STARTCHANCENPROGRAMM : WZB: Bundesgelder fairer an Kinderarmutsquoten ausrichten

15. Juni 2023 // Redaktion (ig)

In den Verhandlungen zwischen Bund und Ländern über die Finanzierung des Startchancenprogramms erhöht sich der Druck auf die Länder, bei der bisher gewünschten Finanzverteilung der Bundesgelder auf die Anwendung des Königsteiner Schlüssels zu verzichten. Das Wissenschaftszentrum Berlin hat errechnet, dass die Länder Nordrhein-Westfalen und die drei Stadtstaaten bei Berücksichtigung der höchsten Kinderarmutsquoten im Einzugsbereich ihrer Grundschulen den höchsten Anteil an Schulen aufweisen, während Bayern und Baden-Württemberg den niedrigsten Anteil an Schulen in sozialen Brennpunkten haben. Trotzdem sollen die beiden Südstaaten mehr als ein Viertel der Gelder erhalten. Bestätigt werden damit Berechnungen, die Ende Main im zwd-POLITIKMAGAZIN (Ausgabe 396) veröffentlicht worden sind.

Für eine bedarfsgerechte Verteilung der Bildungsmilliarden

In Ausgabe 396 des zwd-POLITIKMAGAZINs war - unter Nutzung von DIW-Berechnungen zum Königsteiner Schlüssel - ein Faktenvergleich zu der von der Kultusministerkonferenz geforderten Finanzverteilung veröffentlicht worden. Daraus ergab sich, dass die Länder Baden-Württemberg und Bayern ein gutes Viertel der 950 Millionen Bundesgelder erhalten sollten. Zusammen mit NRW wären das 490 Millionen, also mehr als die Hälfte, während sich die übrigen 13 Länder die restlichen 460 Millionen teilen müssten. Damit waren, verglichen mit der Armutsquote 2021, die Zweifel an einer bedarfsgerechten Verteilung der Bildungsmilliarden des Bundes auf die Länder mehr als begründet. Bereits in seinen Ausgaben 379 und 381 hatte das zwd-POLITIKMAGAZIN auf die - als Folge der Benutzung des Königsteiner Schlüssels - nicht bedarfsgerechte Verteilung von Bildungsmilliarden des Bundes hingewiesen.

• • • • • • •

| Schriftliche Übung A |
Schreiben Sie aus dem Lesetext über das Startchancenprogramm den Abschnitt ab, der mit den Worten „15. Juni 2023“ beginnt und mit „veröffentlicht worden sind.“ endet.
| Schriftliche Übung B |
Beantworten Sie anhand des Lesetexts über das Startchancenprogramm:
(i) Welche beiden Länder haben laut Wissenschaftszentrum Berlin den niedrigsten Anteil an Schulen in sozialen Brennpunkten?
(ii) Wie viele Millionen müssten sich die übrigen 13 Länder teilen?
(iii) In welchen Ausgaben hatte das zwd-POLITIKMAGAZIN schon früher auf die nicht bedarfsgerechte Verteilung hingewiesen?
Für diese Aufgaben spielen die Datensätze keine Rolle.

| Daten |
• • • • • • •

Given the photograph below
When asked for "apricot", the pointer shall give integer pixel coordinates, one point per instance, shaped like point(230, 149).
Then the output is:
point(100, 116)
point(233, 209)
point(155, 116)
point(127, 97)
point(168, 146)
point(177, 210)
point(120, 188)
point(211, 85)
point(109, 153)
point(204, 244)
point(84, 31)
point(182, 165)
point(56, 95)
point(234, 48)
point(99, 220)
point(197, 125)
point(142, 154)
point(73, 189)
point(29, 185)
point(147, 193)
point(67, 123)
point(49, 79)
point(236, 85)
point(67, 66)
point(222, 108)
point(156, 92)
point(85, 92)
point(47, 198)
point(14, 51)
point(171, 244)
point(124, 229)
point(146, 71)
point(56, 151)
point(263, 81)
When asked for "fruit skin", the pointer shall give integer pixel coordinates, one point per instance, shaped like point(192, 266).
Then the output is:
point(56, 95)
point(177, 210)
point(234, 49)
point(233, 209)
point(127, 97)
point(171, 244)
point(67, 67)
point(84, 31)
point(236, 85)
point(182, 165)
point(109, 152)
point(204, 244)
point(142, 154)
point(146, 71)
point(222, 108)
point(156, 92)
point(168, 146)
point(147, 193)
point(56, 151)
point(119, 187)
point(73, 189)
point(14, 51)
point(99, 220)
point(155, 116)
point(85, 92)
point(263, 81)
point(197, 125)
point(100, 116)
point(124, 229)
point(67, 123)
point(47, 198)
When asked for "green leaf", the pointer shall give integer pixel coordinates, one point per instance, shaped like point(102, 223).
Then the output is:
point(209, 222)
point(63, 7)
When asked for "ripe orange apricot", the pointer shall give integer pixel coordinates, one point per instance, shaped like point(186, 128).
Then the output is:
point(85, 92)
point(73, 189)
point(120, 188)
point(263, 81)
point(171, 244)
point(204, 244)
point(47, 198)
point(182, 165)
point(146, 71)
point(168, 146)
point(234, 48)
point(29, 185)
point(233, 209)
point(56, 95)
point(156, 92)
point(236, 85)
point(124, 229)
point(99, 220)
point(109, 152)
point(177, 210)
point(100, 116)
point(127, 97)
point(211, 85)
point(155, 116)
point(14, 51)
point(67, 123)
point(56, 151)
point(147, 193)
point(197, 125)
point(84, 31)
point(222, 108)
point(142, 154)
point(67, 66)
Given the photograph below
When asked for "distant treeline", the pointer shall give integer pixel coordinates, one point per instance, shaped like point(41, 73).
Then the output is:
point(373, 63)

• • • • • • •

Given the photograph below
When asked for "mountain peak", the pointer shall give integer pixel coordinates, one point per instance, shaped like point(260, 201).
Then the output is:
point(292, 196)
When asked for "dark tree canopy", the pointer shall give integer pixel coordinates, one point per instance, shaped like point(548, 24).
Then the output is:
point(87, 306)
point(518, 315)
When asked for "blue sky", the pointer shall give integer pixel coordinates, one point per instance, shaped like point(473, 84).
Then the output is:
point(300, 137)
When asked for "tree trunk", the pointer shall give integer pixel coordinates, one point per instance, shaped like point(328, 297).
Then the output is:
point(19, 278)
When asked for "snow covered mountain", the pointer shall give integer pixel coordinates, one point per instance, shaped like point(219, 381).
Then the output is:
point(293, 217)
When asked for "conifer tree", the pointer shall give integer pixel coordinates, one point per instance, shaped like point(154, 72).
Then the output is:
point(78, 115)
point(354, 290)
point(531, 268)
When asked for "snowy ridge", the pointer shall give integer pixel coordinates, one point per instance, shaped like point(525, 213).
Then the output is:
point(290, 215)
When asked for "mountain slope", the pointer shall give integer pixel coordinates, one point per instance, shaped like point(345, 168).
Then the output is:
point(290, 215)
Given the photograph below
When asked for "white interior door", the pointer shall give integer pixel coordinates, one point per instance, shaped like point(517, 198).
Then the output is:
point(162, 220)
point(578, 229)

• • • • • • •

| Übungsergebnis A |
15. Juni 2023 // Redaktion (ig)

In den Verhandlungen zwischen Bund und Ländern über die Finanzierung des Startchancenprogramms erhöht sich der Druck auf die Länder, bei der bisher gewünschten Finanzverteilung der Bundesgelder auf die Anwendung des Königsteiner Schlüssels zu verzichten. Das Wissenschaftszentrum Berlin hat errechnet, dass die Länder Nordrhein-Westfalen und die drei Stadtstaaten bei Berücksichtigung der höchsten Kinderarmutsquoten im Einzugsbereich ihrer Grundschulen den höchsten Anteil an Schulen aufweisen, während Bayern und Baden-Württemberg den niedrigsten Anteil an Schulen in sozialen Brennpunkten haben. Trotzdem sollen die beiden Südstaaten mehr als ein Viertel der Gelder erhalten. Bestätigt werden damit Berechnungen, die Ende Main im zwd-POLITIKMAGAZIN (Ausgabe 396) veröffentlicht worden sind.

| Übungsergebnis B |
(i) Bayern und Baden-Württemberg
(ii) 460 Millionen
(iii) In den Ausgaben 379 und 381